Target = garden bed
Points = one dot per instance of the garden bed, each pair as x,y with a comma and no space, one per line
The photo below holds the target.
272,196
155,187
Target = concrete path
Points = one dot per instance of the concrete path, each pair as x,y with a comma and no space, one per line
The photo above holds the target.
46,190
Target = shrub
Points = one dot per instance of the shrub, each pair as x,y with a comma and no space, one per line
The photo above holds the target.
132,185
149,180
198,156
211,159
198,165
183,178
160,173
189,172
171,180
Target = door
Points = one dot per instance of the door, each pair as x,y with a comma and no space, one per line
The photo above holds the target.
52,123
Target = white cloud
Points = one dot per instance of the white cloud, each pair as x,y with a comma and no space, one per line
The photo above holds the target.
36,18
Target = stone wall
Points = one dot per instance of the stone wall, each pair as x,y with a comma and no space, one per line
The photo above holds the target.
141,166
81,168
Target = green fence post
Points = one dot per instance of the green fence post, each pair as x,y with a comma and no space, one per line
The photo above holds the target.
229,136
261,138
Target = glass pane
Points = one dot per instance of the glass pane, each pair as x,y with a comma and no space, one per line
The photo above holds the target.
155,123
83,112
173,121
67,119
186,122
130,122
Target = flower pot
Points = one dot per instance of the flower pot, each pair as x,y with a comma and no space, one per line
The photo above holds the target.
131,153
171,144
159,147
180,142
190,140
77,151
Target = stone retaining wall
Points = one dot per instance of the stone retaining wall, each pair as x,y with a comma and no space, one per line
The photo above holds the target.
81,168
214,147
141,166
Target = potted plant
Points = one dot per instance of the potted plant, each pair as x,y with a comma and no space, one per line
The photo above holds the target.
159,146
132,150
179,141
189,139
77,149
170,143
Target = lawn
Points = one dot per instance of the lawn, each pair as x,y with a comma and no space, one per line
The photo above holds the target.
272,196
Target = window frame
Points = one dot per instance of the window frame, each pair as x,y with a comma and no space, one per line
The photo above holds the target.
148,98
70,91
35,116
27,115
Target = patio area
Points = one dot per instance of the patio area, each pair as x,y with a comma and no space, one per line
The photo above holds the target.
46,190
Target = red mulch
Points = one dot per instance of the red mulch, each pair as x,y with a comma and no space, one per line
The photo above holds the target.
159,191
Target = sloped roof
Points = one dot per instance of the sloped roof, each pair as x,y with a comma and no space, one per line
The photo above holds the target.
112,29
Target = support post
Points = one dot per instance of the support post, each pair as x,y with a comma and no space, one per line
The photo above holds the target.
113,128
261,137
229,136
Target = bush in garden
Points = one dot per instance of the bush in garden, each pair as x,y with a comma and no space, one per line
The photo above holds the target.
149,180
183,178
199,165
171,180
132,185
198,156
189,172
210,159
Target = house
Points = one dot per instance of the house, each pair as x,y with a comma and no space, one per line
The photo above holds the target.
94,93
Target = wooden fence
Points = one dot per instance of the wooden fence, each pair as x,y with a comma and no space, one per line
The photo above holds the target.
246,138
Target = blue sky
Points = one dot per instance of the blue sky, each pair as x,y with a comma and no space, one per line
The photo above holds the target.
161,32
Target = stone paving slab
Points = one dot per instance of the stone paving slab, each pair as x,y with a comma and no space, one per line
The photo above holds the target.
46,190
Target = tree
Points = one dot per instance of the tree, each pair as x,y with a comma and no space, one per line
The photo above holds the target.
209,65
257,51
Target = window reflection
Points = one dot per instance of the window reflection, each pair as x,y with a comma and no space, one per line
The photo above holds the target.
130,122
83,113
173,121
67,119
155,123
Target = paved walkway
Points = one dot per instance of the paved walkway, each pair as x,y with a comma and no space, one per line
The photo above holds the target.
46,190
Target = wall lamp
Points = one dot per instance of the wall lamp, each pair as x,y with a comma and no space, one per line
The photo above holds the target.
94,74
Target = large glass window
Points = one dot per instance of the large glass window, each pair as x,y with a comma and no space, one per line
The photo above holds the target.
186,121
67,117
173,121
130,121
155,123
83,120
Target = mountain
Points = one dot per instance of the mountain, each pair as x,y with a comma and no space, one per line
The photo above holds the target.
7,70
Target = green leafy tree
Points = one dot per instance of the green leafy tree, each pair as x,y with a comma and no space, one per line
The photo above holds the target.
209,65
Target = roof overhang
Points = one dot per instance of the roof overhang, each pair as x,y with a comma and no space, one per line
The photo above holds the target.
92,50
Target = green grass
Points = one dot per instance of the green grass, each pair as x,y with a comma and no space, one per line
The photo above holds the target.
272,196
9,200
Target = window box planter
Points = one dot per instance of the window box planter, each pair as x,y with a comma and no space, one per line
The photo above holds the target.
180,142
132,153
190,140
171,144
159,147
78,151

=====

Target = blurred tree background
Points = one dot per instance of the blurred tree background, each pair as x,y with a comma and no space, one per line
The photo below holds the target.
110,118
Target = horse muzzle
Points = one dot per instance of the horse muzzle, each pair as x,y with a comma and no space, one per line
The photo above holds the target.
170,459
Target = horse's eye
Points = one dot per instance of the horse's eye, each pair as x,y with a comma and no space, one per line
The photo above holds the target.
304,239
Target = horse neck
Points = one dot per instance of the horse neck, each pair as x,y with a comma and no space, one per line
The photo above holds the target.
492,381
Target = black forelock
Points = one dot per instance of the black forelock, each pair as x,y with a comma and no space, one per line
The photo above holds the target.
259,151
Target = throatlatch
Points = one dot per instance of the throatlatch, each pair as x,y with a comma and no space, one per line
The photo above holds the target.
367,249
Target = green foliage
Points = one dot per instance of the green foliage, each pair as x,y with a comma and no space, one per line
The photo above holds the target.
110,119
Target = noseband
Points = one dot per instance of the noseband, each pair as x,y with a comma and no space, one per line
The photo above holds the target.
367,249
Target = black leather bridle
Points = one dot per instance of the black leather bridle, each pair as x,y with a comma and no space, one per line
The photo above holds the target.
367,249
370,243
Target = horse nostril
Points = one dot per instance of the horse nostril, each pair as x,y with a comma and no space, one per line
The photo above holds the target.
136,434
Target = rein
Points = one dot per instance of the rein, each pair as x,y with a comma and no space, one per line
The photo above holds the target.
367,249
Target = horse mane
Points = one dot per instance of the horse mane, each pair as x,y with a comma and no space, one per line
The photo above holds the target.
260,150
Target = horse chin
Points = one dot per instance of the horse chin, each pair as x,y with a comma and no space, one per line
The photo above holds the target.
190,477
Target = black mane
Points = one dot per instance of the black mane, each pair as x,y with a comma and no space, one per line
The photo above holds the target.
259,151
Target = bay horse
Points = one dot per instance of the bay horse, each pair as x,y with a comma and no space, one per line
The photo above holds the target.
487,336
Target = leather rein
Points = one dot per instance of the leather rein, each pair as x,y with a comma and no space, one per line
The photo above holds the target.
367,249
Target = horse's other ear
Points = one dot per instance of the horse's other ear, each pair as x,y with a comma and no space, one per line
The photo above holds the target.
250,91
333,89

=====

# WHAT IS EXPECTED:
Look through the entries above and find each line where the word "planter" occurs; copy those lines.

# ANSWER BELOW:
Target = window box planter
Points = one dot per instance of the window box planter, each pair as x,y with a comma and no space, one per line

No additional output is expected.